STATED GOAL A:
Transcribe the forum thread on choosing where to live in Spain in full, word for word.

You really need to spend time in many parts of Spain to see which suits you best. Being on holiday no way prepares you for a final move. I'd been visiting the Czech Republic for over forty years before moving there but actually living there, doing the usual daily things, came as a shock.

No-one can really advise anyone as to where they should live...you have to suck it and see Non-touristy areas are very pleasant - our village attracts mainly Spanish summer vistors from Madrid with a growing number of French. But then you will have to become fluent in Spanish very rapidly.

Everywhere has its pluses and minuses.


----------



## FamilyInSpain (Jun 30, 2011)

We have lived in different parts of Spain and the Spanish islands for over 20 years. We have lived in Mijas, just outside the pueblo for 3 years now and absoloutely love it.
We have a 4yr old daughter and a 7 year old spn who both go to school in the village. They love it and are both already totally bilingual.
BTW I am not going to argue any negative opinions that people may have of this area as I have made my own decision after many years of travelling.
Happy to answer any specific questions you may have about living in Mijas.

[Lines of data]
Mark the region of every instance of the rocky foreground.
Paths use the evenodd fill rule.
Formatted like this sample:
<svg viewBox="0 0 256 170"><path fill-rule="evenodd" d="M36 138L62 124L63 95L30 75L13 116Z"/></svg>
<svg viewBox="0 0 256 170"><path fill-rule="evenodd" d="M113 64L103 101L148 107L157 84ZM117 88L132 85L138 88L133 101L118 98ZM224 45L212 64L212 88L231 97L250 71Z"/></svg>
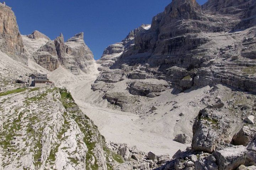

STATED GOAL B:
Format the entries under "Lines of data" as a Markdown table with the columns "Row" and "Line," numbering each row and omitting blank lines. Leave the picture out of the answer.

CORRECT RESULT A:
You really need to spend time in many parts of Spain to see which suits you best. Being on holiday no way prepares you for a final move. I'd been visiting the Czech Republic for over forty years before moving there but actually living there, doing the usual daily things, came as a shock.

No-one can really advise anyone as to where they should live...you have to suck it and see Non-touristy areas are very pleasant - our village attracts mainly Spanish summer vistors from Madrid with a growing number of French. But then you will have to become fluent in Spanish very rapidly.

Everywhere has its pluses and minuses.


----------



## FamilyInSpain (Jun 30, 2011)

We have lived in different parts of Spain and the Spanish islands for over 20 years. We have lived in Mijas, just outside the pueblo for 3 years now and absoloutely love it.
We have a 4yr old daughter and a 7 year old spn who both go to school in the village. They love it and are both already totally bilingual.
BTW I am not going to argue any negative opinions that people may have of this area as I have made my own decision after many years of travelling.
Happy to answer any specific questions you may have about living in Mijas.

CORRECT RESULT B:
| Row | Line |
|---|---|
| 1 | Mark the region of every instance of the rocky foreground. |
| 2 | Paths use the evenodd fill rule. |
| 3 | Formatted like this sample: |
| 4 | <svg viewBox="0 0 256 170"><path fill-rule="evenodd" d="M36 138L62 124L63 95L30 75L13 116Z"/></svg> |
| 5 | <svg viewBox="0 0 256 170"><path fill-rule="evenodd" d="M113 64L103 101L148 107L157 84ZM117 88L132 85L138 88L133 101L118 98ZM224 45L212 64L212 88L231 97L250 71Z"/></svg> |